┌─ Source data

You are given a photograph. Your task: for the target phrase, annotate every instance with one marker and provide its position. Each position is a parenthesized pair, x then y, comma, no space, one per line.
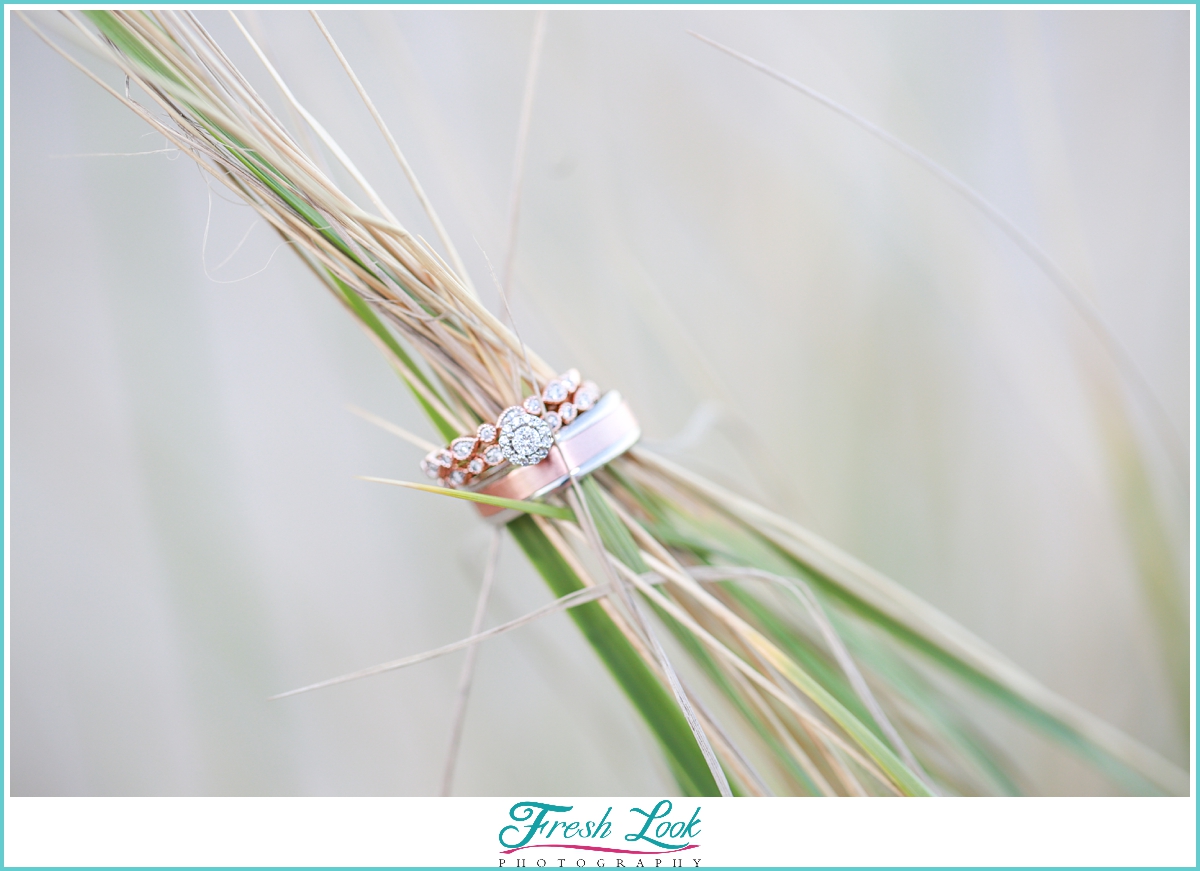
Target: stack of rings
(514,457)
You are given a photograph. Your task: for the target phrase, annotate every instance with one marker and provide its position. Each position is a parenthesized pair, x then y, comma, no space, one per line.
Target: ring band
(522,436)
(598,437)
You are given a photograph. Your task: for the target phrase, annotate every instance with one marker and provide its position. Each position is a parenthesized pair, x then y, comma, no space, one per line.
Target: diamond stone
(462,448)
(509,415)
(526,440)
(556,392)
(586,396)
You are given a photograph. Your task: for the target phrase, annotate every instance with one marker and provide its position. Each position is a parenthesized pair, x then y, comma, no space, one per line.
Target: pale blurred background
(187,534)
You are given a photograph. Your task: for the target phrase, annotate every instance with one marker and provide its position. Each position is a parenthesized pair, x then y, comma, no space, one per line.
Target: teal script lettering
(658,826)
(525,811)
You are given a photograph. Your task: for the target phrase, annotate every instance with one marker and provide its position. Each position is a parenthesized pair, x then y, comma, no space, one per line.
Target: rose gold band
(598,437)
(521,436)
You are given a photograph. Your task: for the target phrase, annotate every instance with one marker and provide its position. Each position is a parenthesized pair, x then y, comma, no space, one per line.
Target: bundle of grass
(763,659)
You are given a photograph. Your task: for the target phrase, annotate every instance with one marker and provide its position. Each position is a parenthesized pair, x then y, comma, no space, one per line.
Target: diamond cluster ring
(597,438)
(521,436)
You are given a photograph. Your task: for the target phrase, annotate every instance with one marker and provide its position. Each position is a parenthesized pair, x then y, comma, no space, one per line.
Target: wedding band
(597,438)
(521,436)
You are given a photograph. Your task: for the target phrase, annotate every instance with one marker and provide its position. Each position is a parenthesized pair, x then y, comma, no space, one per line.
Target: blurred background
(792,307)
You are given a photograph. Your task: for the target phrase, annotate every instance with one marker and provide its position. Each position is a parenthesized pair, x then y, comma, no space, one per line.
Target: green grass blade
(653,701)
(529,508)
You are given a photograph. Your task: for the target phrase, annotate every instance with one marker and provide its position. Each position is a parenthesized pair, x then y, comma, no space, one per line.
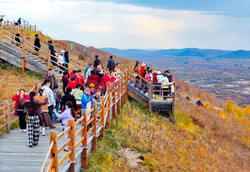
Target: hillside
(200,141)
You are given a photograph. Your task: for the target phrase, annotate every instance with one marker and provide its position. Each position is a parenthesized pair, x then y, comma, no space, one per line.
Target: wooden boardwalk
(16,156)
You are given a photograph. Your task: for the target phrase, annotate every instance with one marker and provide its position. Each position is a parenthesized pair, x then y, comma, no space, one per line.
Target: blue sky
(142,24)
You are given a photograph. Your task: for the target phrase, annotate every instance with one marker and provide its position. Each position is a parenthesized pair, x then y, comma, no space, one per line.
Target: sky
(139,24)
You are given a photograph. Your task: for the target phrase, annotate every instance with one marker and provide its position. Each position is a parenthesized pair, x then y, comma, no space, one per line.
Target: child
(92,89)
(44,117)
(19,97)
(68,114)
(33,107)
(57,96)
(77,93)
(98,98)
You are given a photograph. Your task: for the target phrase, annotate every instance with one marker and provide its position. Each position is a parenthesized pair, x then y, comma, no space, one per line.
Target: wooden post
(72,144)
(119,98)
(109,105)
(94,114)
(7,113)
(122,89)
(102,118)
(172,109)
(23,54)
(54,153)
(150,95)
(114,101)
(49,60)
(85,141)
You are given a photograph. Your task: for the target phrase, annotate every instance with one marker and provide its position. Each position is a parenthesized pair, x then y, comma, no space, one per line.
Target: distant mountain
(187,52)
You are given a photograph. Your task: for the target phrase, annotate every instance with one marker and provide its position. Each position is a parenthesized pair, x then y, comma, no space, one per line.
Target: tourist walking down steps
(33,108)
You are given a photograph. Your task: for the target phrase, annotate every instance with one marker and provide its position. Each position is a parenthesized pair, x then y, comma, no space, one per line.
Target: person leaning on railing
(33,108)
(17,34)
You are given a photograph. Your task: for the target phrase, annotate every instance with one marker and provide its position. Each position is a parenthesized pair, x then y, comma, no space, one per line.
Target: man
(52,78)
(37,43)
(52,53)
(51,98)
(66,56)
(97,61)
(111,64)
(86,98)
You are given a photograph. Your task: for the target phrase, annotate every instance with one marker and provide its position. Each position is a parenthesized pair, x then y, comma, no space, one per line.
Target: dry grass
(13,79)
(200,141)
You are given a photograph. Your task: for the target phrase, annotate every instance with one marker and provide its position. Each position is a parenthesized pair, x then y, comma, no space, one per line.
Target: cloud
(107,24)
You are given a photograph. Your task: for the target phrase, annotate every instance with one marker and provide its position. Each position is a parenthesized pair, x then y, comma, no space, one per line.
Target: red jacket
(142,71)
(95,79)
(72,84)
(72,75)
(80,80)
(155,78)
(16,98)
(105,79)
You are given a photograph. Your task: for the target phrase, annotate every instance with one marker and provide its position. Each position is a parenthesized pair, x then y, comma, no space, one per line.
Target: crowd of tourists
(79,89)
(161,80)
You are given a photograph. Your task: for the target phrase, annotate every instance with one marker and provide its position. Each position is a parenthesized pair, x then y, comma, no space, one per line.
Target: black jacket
(68,97)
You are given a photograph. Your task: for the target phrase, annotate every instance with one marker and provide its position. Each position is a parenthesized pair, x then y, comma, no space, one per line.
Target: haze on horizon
(139,24)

└─

## Brief
Please give the data again in full, exactly as written, but without any images.

## Solution to this problem
You are given a photograph. Your task: for the target phrase, annotate every instance with one marker and provide its position. Each position is a parenthesized pair, x then y, comma, no space, one per line.
Target: stack of rings
(514,457)
You are given a photograph. Your task: for the target phrase, annotate every instance with one marker and provide its position. Each position is a parenthesized pair, x then y, comma, no space, one per line.
Target: ring band
(522,436)
(598,437)
You are given a photograph. Your task: for the target phrase, annotate every instance with one marker and provide its position. Each position is a parenthesized pair, x then y, comma, no space, one per line.
Target: diamond stone
(462,448)
(509,415)
(526,440)
(556,392)
(586,396)
You are given a photograph. Your task: for the target phrase, annotate every instance with one marker and provide its position. Each position is a parenthesized pair, x then y, comma, no space, one per line.
Target: pale blurred background
(187,534)
You are given a photograph. Your task: for the target phrase, annotate every instance with one marker and provide its position. Each position is a parenthesized pair, x then y, comma, no space, one per line.
Target: teal script lettering
(658,826)
(525,811)
You are given a photograph. Your task: for the target phrase, annotate every instance with one marker and provide its position. Each position is a parenthesized pair, x then y, comma, no space, one per line.
Target: rose gold band
(598,437)
(521,436)
You are given a photograph. Your task: for the target phrase, annotate every instance with one marker and provide its position. Each position is a parenthesized pair, x then y, comma, no space, one per line.
Target: bundle of grass
(763,659)
You are given a photograph. Your task: for the target phrase, annotate every instance with one marker and provide its position. Each position is a parenthesized pair, x then y, comma, no space, one per line.
Target: diamond cluster ring
(597,438)
(521,436)
You are given a photograph. Your task: for the target phrase, annotate every instance with one marker and provide its position. Each position is a parenthesized pair, x then y, comma, no space, one per line.
Target: wedding band
(597,438)
(521,436)
You are given a photograph. Your task: for the target phrase, annotate every instance with one marker and provide its position. Each position is a parenthesized pair, x then y, comma, no space, one per line.
Target: blurred background
(792,307)
You are given a photograph. Your task: for the target phrase, annotate every instance with one marker and provide its position. Each position is a parenthesized pair, x then y, comma, no space, one per line.
Target: green grass blade
(653,701)
(529,508)
You are given a photograph. Your task: for the target phrase, annotate every instance with one marker and provide its position. Each position is a parenthesized pair, x then y, comma, no space, one per line.
Target: hillside
(200,141)
You are given a photograph. Your task: for the target phrase, annotate every instance with one marker and provide its position. Each position is a parenthesized pair, x then y, comma, no space, one per line.
Target: wooden boardwalk
(16,156)
You are given a photograph. Your task: for the target phrase, annotate every instance with one marker and provide its position. Each position is a parenthesized pair, x then y, comma, no space, one per line.
Target: blue sky
(142,24)
You are given a photograph. Your task: for the target phrase, annotate every instance with one marker and provide its position. Each position is a parenthesized pair, x then y, comma, no space, one per line.
Target: sky
(139,24)
You are given a photograph. Your task: for the target phrase, annotate every instance with one marker and provide its position. Each position is a parenthesized pair, x then y, comma, no space, one per line.
Target: child
(92,89)
(44,117)
(19,97)
(68,114)
(33,107)
(57,96)
(77,93)
(98,98)
You are given a photograph. Your task: for the target phrase, annotate every instance with one marker and provide its position. Each position is a parenthesized pair, x then y, comma, no space, one per line.
Target: wooden post
(72,144)
(119,98)
(109,105)
(94,114)
(7,113)
(122,89)
(102,118)
(172,109)
(23,54)
(54,153)
(150,95)
(114,101)
(49,60)
(85,141)
You are given a photograph. Your task: for the target phrase, annotate every instance with one marker and provide its position. Each position is a parenthesized pair, x then y, comma, no space, one per line.
Target: distant mountain
(187,52)
You are given a photograph. Your task: for the target phrase, annotate every instance with one marker and provide its position. Each position is a parenthesized pair, x then y, comma, no space, one per line.
Target: tourist walking down steps
(33,108)
You are given a photograph. Your task: for the target phrase, annotate every instance with one marker and provide its position. Each position is a parenthesized pair, x then y, comma, no space, one per line.
Target: person leaning on railing
(33,108)
(17,34)
You are given a photograph. Your task: for the target phrase, annotate every instance with one marker and provide its position. Each position is a parenthesized pair, x then y, comma, no space, one per line.
Target: man
(52,78)
(37,43)
(52,53)
(51,98)
(66,56)
(97,61)
(111,64)
(86,98)
You are given a photograph. Your task: for the target phrase, annotate every instance with one marker and provide its position. Each position is a parenthesized pair, x then y, comma, no space, one per line.
Target: dry grass
(13,79)
(200,141)
You are given a photograph. Your task: for the target phrase, annotate every instance with one marker and provide its position. Each position is a parenthesized pair, x then y, comma, no space, one per line.
Target: cloud
(107,24)
You are given a photograph. Your task: for the target phrase, annotate every instance with one marker and provide its position. Each position is a parenthesized pair, x then y, comma, no space, one per line.
Target: red jacket
(142,71)
(95,79)
(72,84)
(72,75)
(80,80)
(155,78)
(16,98)
(105,79)
You are given a photograph. Your task: for the target phrase, annotate every instance with one marker and provide its position. Each position is a parenthesized pair, x then y, comma, no space, one per line.
Target: crowd of tourists
(79,89)
(161,80)
You are given a photograph. Your task: for the target phrase, annotate every instance with one marker and provide its position. Each position is a parenthesized pair, x then y, comma, no space, one per line.
Target: black jacket
(68,97)
You are given a photograph. Your task: for the target phrase, annotate every instance with one marker and provide its position. Each position is a parenthesized pair, x then y, comma, no space, one per line.
Target: haze on horizon
(139,24)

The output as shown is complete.